■ **Exercise objective**: Nothing but a number should be returned: the count of lines in the records that contain "frost".
^^^^
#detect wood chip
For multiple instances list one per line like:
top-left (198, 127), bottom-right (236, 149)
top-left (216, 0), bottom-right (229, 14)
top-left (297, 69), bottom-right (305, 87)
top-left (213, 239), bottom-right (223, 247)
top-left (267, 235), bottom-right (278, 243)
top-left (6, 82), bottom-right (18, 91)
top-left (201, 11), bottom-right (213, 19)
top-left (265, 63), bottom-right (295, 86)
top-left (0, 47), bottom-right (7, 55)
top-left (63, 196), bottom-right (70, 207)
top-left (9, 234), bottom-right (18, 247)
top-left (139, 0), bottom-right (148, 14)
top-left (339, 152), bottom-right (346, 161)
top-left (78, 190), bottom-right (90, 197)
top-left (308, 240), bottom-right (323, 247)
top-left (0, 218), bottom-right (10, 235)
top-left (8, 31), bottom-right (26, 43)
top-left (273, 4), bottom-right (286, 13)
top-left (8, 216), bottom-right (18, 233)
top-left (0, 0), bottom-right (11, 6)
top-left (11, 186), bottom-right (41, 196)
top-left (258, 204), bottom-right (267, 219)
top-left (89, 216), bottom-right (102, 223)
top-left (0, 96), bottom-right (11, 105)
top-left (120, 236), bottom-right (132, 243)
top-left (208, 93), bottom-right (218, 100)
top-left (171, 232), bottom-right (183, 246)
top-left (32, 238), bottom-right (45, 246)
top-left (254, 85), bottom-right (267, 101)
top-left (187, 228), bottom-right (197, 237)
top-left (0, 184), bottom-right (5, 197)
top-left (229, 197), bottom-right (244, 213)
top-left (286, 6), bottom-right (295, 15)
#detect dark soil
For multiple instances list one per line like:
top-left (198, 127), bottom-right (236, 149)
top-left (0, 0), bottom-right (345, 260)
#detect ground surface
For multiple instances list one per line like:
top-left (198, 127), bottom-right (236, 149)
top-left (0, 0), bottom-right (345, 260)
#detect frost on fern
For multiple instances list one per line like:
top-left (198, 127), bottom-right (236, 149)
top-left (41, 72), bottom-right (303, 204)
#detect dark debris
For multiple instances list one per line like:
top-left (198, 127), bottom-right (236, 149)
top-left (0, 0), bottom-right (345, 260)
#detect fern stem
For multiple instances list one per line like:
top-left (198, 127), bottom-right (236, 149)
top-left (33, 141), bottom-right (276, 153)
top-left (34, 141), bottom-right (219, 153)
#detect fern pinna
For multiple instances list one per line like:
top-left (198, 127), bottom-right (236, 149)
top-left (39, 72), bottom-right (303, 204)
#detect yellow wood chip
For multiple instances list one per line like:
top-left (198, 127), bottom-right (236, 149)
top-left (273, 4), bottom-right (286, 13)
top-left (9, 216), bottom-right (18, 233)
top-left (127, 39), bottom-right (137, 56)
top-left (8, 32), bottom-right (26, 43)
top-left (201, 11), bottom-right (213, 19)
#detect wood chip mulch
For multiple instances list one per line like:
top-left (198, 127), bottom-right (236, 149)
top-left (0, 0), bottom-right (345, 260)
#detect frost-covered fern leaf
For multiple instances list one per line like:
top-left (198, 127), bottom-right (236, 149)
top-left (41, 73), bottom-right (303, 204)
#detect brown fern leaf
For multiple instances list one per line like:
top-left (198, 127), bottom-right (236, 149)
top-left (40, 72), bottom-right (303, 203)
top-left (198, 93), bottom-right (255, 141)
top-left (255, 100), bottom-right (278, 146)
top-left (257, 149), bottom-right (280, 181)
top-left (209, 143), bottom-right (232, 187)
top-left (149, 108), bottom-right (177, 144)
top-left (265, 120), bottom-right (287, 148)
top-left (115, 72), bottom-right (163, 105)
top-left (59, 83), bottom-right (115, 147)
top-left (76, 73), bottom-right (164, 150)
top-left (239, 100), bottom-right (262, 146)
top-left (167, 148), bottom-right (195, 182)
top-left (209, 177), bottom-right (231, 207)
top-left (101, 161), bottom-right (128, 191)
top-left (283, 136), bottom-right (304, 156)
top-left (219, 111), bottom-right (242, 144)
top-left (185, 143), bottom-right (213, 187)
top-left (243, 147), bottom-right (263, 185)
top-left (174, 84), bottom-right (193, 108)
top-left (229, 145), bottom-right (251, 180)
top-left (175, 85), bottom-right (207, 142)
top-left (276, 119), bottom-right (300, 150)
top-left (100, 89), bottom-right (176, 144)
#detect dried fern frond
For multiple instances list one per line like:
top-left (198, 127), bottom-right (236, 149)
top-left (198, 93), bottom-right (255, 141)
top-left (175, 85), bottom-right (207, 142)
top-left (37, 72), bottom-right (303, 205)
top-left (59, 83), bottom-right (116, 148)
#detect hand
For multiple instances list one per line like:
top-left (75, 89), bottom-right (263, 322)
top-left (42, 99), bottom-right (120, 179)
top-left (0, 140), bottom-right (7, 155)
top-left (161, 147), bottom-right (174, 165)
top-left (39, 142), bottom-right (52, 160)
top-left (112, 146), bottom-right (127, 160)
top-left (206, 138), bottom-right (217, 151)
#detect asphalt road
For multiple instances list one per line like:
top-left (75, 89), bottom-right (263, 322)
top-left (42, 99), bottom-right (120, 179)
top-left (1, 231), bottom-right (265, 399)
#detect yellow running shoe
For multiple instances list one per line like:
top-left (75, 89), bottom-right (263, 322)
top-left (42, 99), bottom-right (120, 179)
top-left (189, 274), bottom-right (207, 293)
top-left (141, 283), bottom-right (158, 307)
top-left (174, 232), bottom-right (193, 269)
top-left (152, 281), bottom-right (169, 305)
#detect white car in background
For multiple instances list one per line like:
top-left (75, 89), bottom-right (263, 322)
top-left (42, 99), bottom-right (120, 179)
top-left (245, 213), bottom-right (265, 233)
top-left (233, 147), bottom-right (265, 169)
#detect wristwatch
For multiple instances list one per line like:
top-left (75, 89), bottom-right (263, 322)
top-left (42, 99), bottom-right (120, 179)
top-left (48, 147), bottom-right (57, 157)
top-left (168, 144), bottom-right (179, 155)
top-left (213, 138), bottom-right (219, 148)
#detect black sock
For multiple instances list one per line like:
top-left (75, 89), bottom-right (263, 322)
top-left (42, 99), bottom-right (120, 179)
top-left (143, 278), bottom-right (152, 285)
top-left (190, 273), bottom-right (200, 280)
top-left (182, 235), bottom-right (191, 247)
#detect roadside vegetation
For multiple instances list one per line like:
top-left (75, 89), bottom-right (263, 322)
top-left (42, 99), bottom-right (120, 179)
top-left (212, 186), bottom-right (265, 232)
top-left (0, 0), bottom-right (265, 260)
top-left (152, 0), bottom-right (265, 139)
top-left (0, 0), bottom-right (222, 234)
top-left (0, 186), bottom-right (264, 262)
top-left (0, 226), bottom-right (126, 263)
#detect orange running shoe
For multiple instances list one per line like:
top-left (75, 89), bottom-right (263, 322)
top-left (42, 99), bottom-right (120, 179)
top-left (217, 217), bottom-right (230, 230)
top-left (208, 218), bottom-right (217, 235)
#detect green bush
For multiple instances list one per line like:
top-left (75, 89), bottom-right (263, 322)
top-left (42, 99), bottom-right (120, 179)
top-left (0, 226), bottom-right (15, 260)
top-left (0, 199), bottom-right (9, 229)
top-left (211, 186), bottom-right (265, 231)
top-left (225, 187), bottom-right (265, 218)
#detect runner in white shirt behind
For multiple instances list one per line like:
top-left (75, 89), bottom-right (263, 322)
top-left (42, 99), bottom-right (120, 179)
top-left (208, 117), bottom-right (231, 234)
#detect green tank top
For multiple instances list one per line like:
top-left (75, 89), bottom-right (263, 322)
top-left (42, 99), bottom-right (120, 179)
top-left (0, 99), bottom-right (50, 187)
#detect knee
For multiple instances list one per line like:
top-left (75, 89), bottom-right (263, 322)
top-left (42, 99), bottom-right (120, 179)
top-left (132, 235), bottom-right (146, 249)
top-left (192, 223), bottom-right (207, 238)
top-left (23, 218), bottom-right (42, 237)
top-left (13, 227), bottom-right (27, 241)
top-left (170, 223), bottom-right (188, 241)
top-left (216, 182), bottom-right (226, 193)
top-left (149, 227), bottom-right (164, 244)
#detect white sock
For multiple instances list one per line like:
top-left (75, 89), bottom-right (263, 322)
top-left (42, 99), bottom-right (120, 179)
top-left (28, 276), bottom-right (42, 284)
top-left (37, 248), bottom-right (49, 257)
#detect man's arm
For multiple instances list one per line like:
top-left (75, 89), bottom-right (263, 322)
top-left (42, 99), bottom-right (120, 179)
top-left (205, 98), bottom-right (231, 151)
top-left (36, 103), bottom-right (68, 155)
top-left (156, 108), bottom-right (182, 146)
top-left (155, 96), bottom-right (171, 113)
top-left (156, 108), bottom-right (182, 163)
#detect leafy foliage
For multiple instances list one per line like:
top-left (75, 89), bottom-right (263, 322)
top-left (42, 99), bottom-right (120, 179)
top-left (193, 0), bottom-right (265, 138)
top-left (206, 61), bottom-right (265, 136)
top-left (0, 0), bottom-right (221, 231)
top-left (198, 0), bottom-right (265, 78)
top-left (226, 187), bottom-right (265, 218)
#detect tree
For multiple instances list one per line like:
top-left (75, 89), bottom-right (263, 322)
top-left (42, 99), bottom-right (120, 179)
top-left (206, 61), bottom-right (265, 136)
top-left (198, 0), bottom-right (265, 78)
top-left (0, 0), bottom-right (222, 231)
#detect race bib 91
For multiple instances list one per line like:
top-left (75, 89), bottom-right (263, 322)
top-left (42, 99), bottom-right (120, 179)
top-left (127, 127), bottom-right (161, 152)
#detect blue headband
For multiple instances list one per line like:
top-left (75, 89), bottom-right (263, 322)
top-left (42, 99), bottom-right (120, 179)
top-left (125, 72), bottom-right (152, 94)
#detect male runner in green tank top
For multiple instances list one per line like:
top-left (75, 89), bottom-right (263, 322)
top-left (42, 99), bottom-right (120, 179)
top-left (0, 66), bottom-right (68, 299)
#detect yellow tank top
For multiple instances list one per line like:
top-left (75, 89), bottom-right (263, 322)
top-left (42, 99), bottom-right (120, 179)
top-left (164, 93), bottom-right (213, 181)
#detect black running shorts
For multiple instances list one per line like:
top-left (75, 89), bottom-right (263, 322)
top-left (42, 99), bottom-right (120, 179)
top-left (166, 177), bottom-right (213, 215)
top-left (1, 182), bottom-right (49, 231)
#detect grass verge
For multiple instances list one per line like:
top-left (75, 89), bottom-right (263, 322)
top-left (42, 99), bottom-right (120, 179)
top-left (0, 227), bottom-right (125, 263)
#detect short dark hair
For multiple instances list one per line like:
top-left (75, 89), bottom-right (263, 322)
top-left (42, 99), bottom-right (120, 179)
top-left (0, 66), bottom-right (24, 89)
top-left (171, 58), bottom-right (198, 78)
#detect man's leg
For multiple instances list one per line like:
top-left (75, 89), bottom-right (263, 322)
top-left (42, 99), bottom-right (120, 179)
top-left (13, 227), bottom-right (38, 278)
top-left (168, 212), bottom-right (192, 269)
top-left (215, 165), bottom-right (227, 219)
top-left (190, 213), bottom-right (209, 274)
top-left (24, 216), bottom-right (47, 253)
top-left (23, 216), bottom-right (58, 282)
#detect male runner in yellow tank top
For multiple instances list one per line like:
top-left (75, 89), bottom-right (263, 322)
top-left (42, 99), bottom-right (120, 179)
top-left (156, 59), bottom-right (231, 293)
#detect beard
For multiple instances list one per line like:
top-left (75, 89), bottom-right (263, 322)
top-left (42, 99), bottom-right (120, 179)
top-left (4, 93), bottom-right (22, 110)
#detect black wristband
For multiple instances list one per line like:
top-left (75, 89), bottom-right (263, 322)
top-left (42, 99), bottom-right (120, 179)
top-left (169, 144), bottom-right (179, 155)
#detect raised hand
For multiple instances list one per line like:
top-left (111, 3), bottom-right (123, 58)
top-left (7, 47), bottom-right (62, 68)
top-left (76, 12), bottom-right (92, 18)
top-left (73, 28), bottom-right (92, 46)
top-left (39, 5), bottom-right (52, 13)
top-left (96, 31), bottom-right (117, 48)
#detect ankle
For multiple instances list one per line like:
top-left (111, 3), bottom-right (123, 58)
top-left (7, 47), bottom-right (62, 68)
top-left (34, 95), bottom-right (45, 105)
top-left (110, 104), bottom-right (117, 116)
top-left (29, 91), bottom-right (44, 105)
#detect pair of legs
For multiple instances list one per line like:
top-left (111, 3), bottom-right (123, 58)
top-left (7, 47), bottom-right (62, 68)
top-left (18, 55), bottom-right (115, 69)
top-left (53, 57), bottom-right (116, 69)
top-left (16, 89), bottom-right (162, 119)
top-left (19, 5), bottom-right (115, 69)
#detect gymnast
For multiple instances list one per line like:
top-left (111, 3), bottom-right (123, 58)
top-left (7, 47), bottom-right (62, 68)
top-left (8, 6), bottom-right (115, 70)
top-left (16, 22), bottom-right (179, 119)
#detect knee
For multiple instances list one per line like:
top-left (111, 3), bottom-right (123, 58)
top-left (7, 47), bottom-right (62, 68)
^^^^
■ **Task result**: 2